START DATA SUPPLIED

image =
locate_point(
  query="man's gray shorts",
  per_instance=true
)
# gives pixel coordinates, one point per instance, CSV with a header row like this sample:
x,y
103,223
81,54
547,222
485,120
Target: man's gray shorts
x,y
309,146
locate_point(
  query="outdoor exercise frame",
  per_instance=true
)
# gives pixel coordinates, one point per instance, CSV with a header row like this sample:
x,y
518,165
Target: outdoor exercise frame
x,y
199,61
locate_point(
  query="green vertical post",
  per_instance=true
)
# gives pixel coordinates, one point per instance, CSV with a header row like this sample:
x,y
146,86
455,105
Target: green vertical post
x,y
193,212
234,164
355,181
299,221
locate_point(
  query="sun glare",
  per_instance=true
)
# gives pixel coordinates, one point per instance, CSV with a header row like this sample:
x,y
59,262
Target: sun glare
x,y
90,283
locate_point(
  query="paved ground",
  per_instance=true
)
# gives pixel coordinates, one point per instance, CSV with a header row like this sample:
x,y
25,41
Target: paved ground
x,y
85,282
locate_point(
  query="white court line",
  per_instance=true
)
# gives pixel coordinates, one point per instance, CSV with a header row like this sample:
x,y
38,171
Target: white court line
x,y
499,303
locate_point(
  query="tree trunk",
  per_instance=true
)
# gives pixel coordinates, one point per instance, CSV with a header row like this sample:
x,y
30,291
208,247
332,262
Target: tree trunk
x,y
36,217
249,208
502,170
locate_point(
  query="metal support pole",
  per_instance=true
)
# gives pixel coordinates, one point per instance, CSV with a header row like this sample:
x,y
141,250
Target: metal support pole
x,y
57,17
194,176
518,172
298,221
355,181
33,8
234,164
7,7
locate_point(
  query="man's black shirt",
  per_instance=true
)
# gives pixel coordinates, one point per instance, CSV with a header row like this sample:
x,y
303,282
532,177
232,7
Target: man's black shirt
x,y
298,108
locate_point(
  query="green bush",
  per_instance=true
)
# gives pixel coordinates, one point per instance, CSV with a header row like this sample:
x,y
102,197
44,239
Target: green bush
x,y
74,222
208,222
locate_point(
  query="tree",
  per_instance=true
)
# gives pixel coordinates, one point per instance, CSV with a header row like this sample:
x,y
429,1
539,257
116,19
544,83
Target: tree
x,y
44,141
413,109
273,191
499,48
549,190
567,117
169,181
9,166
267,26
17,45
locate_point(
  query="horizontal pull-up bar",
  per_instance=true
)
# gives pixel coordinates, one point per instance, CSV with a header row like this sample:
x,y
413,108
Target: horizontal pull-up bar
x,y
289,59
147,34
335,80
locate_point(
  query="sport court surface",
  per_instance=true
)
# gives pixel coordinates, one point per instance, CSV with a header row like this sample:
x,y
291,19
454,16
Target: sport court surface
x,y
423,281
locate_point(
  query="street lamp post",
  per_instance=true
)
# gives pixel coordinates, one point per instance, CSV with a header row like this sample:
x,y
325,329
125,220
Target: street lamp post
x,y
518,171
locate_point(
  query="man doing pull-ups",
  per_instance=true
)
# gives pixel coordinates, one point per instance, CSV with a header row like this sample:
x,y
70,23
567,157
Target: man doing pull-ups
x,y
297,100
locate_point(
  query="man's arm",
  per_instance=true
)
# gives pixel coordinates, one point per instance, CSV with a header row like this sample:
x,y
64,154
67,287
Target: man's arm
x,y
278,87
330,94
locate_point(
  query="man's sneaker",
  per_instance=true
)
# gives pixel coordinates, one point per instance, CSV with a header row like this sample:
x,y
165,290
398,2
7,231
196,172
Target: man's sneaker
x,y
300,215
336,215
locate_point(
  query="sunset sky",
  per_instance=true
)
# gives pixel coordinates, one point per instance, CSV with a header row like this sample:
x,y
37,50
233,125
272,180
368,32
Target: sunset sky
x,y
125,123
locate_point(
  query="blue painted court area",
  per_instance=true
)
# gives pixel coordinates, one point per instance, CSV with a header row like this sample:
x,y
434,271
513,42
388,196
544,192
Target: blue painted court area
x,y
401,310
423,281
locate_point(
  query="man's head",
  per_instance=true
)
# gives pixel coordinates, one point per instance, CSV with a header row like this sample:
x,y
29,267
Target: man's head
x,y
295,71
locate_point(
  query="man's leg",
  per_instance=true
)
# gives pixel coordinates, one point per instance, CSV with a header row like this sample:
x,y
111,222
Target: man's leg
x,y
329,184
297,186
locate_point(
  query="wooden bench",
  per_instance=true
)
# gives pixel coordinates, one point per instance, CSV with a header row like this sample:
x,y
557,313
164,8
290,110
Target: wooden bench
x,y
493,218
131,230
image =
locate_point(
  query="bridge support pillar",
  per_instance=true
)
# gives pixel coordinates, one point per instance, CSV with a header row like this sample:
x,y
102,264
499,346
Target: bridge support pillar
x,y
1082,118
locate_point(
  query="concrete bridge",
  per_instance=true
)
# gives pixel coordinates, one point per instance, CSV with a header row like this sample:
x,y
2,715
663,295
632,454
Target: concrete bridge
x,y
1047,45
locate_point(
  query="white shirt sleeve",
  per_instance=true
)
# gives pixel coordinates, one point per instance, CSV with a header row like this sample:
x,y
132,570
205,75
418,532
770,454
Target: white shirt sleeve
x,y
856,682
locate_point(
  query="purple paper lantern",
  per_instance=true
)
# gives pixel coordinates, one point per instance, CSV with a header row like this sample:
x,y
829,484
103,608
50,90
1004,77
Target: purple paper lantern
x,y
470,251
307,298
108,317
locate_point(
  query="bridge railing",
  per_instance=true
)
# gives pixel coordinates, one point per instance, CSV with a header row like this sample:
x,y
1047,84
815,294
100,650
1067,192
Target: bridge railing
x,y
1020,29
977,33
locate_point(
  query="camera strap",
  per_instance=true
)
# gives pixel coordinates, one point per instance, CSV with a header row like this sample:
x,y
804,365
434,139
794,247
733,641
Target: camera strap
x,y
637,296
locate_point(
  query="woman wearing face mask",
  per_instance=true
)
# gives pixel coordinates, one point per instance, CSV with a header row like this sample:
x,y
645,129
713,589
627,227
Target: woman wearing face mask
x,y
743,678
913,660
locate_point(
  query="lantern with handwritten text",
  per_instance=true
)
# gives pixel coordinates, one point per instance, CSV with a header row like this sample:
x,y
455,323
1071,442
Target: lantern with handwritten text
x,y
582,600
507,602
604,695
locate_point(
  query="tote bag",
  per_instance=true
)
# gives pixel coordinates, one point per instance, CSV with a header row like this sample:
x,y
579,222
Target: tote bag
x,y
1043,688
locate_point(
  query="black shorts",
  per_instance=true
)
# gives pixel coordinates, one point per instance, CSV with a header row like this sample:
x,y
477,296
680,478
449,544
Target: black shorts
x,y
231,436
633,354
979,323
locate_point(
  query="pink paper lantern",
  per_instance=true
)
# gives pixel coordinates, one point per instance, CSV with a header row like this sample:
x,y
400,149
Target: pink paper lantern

END DATA SUPPLIED

• [WORK TO BE COMPLETED] An exact copy of the listing is the goal. Transcribe it in full.

• [EXPECTED ANSWER]
image =
locate_point(
  query="man's gray shorts",
  per_instance=true
)
# gives pixel coordinates, one point per instance, CSV with a header row like this sample:
x,y
103,223
81,54
547,222
485,120
Target: man's gray shorts
x,y
309,146
locate_point(
  query="outdoor exercise frame",
  per_instance=true
)
# gives pixel coordinates, one point per instance, CSV with a header row like this sample:
x,y
518,165
Target: outdoor exercise frame
x,y
199,61
locate_point(
  query="green vertical post",
  per_instance=true
)
# gives pixel coordinates, one point per instance, CSV with a header row like this sample:
x,y
146,86
455,105
Target: green vertical post
x,y
193,212
234,164
355,181
299,221
locate_point(
  query="sun glare",
  per_instance=true
)
# gives pixel coordinates, one point per instance, CSV with a header row like this sample:
x,y
59,262
Target: sun glare
x,y
90,283
locate_point(
  query="paved ground",
  per_instance=true
)
# gives pixel coordinates, one point per instance, CSV with a header row like this sample:
x,y
25,41
Target: paved ground
x,y
85,282
locate_point(
  query="white court line",
  per_instance=true
)
# gives pixel coordinates, one point per instance, CSV with a header row like this sample:
x,y
38,171
Target: white court line
x,y
499,303
locate_point(
  query="tree trunk",
  per_instance=true
)
# gives pixel coordinates, one point per instance, CSV with a header row like this sample:
x,y
30,291
208,247
332,262
Target: tree trunk
x,y
36,217
249,208
502,170
locate_point(
  query="metal support pole",
  per_instance=true
)
# gives pixel coordinates, one point per instance, CSV with a header row like this sample:
x,y
141,250
Target: metal support pole
x,y
57,17
194,176
518,172
298,221
355,181
33,8
234,164
7,7
locate_point(
  query="man's black shirt",
  per_instance=true
)
# gives pixel coordinates, one point per instance, CSV with a header row like this sample:
x,y
303,282
532,177
232,7
Target: man's black shirt
x,y
298,108
locate_point(
  query="green bush",
  per_instance=true
)
# gives pixel coordinates, one point per instance, CSV with a header row like this sample:
x,y
102,197
44,239
Target: green bush
x,y
74,222
208,222
locate_point(
  query="tree",
  per_instance=true
)
# gives pixel coordinates, one point per instance, CSV with a header row like this sample:
x,y
429,1
539,257
116,19
544,83
Target: tree
x,y
44,141
413,109
273,191
499,48
549,190
567,117
169,181
9,166
267,26
17,45
locate_point(
  query="horizontal pull-up bar",
  per_instance=true
)
# gives pixel coordinates, one point per instance, CSV with a header row like this sample:
x,y
413,108
Target: horizontal pull-up bar
x,y
289,59
147,34
335,80
locate_point(
  query="sport court surface",
  per_instance=true
)
# gives pixel coordinates, one point per instance, CSV with a header row like this sample:
x,y
291,19
454,16
Target: sport court surface
x,y
423,281
locate_point(
  query="street lamp post",
  per_instance=true
)
# gives pixel coordinates, one point per instance, CSV with a header row like this sample:
x,y
325,329
125,220
Target: street lamp post
x,y
518,171
locate_point(
  query="man doing pull-ups",
  per_instance=true
)
# gives pixel coordinates, one point per instance, CSV with a header row like this sample:
x,y
70,23
567,157
Target: man doing pull-ups
x,y
297,100
locate_point(
  query="man's arm",
  per_instance=true
)
# gives pixel coordinates, one point per instance, CSV with a header row like this sample:
x,y
64,154
67,287
Target: man's arm
x,y
278,87
330,94
locate_point(
  query="man's sneaker",
  per_instance=true
)
# gives pixel coordinates, one point per instance, CSV with a header row like this sample:
x,y
165,290
398,2
7,231
196,172
Target: man's sneaker
x,y
300,215
336,215
locate_point(
  query="sunset sky",
  per_instance=true
)
# gives pixel coordinates, one point per instance, CSV with a header row like this sample:
x,y
37,50
233,125
272,180
368,32
Target: sunset sky
x,y
125,123
locate_point(
  query="blue painted court area",
  per_instance=true
)
# gives pixel coordinates, one point per instance, CSV with a header row like this sample:
x,y
434,271
513,42
388,196
544,192
Target: blue painted court area
x,y
401,310
423,281
locate_point(
  query="man's head",
  per_instance=true
)
# gives pixel coordinates, one point per instance, CSV with a header row like this sample:
x,y
29,267
Target: man's head
x,y
295,71
locate_point(
  query="man's leg",
  per_instance=true
)
# gives pixel coordinates, one point per instance, CSV with a header row like this sample:
x,y
111,222
Target: man's leg
x,y
329,184
297,186
locate_point(
  query="wooden bench",
  per_instance=true
)
# gives pixel coordinates, one point per instance, CSV with a header row like this sample:
x,y
557,313
164,8
290,110
Target: wooden bench
x,y
493,218
131,230
image =
locate_point(
  query="bridge support pillar",
  per_instance=true
)
# gives pixel coordinates, one point per instance, CSV with a header row like this sample:
x,y
102,264
499,346
Target: bridge support pillar
x,y
1082,118
locate_point(
  query="concrete bridge",
  per_instance=true
)
# gives pixel coordinates, one point per instance, CSV with a header row like this sample:
x,y
2,715
663,295
632,454
Target: concrete bridge
x,y
1047,45
locate_point(
  query="white shirt sleeve",
  per_instance=true
)
# gives pixel coordinates, one point per instance, CSV with a header row like this sample:
x,y
132,570
205,75
418,532
770,454
Target: white shirt sleeve
x,y
856,682
locate_point(
  query="purple paper lantern",
  per_instance=true
)
# gives pixel coordinates, one point per instance, CSV with a header row like this sample:
x,y
829,484
103,608
50,90
1004,77
Target: purple paper lantern
x,y
470,251
307,298
108,317
locate_point(
  query="bridge railing",
  per_instance=true
)
# gives pixel coordinates, one point per instance, CSV with a header row like this sample:
x,y
1047,84
815,294
100,650
1067,192
Target: bridge railing
x,y
1020,29
977,33
locate_point(
  query="camera strap",
  per_instance=true
)
# gives pixel coordinates, one point per instance, CSV with a header row like this sample:
x,y
804,365
434,139
794,247
733,641
Target: camera strap
x,y
637,296
locate_point(
  query="woman wearing face mask",
  per_instance=true
)
# gives pixel coordinates, one point per instance, CSV with a header row like this sample:
x,y
645,129
713,589
627,227
Target: woman wearing face mask
x,y
743,678
913,660
locate_point(
  query="lantern with handwritten text",
  per_instance=true
)
# gives pixel coordinates, one point per instance, CSV with a header row like this sample:
x,y
455,323
1071,442
Target: lantern with handwritten text
x,y
582,600
507,602
604,695
locate_point(
  query="tote bag",
  per_instance=true
)
# gives pixel coordinates, one point per instance, CSV with a header row like this sample:
x,y
579,222
Target: tote bag
x,y
1043,688
locate_point(
  query="black shorts",
  per_instance=true
)
# gives pixel coordinates, one point per instance, CSV with a header row like this sample:
x,y
477,296
680,478
449,544
Target: black shorts
x,y
231,436
633,354
979,323
locate_point(
  query="pink paper lantern",
  per_instance=true
)
# gives pixel coordinates, one point per instance, CSV with a header row like this sample:
x,y
400,149
Target: pink paper lantern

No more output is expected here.